● **Extract**:
━━━━
Optional diagnostics (only enable if requested by Caplin Support):

Diagnostic Dependencies User
GDB core-file dump, backtrace, and libraries gdb RPM package Note 2
JVM jcmd <pid> GC.heap_dump output jcmd JDK command Note 1
JVM jcmd <pid> GC.class_histogram output jcmd JDK command Note 1
strace output (system-call logging) strace RPM package Note 2

Note 1: JVM diagnostics must be run as the process's user. If you run the script as root, then the script uses sudo to run the JVM diagnostics as the process's user.

Note 2: GDB thread backtraces, GDB core dump, and strace can be run as the process's user, unless prohibited by the Yama kernel module (introduced in CentOS/RHEL 7). The script will advise you if root privileges are required to run these diagnostics.
━━━━
● **Listed entries**:
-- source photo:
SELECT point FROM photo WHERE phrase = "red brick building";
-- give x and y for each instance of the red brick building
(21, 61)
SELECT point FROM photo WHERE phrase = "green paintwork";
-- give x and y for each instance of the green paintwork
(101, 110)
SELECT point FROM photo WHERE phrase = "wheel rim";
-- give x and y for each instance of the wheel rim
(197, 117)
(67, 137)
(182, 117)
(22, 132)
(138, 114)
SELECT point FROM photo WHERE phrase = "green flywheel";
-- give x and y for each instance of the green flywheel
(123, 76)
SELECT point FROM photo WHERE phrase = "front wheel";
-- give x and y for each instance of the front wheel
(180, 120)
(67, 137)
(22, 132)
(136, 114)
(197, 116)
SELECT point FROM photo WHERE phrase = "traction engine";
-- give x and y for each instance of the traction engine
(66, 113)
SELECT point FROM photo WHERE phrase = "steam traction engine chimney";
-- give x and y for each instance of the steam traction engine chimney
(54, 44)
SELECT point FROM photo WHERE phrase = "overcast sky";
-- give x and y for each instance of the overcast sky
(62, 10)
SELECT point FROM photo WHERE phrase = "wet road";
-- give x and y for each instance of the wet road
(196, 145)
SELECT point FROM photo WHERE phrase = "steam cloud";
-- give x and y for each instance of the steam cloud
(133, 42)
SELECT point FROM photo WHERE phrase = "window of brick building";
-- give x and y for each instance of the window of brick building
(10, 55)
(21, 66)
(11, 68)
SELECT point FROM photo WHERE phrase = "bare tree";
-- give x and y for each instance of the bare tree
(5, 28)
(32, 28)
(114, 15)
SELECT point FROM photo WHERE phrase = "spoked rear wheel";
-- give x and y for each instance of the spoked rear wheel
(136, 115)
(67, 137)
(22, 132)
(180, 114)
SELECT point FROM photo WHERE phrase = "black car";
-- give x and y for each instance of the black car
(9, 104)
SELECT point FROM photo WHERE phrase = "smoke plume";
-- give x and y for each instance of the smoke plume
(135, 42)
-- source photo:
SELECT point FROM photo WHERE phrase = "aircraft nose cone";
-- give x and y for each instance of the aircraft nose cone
━━━━
● **Description of the task**:
State whether each of the following statements agrees with the diagnostics extract, answering yes or no and quoting the deciding words of the extract. 1. The strace diagnostic depends on the strace RPM package. 2. When the script is run as root, the JVM diagnostics run as root. 3. The Yama kernel module was introduced in CentOS/RHEL 6.

● **Answer to this problem**:
1. Yes: "strace output (system-call logging) strace RPM package"
2. No: "If you run the script as root, then the script uses sudo to run the JVM diagnostics as the process's user."
3. No: "introduced in CentOS/RHEL 7"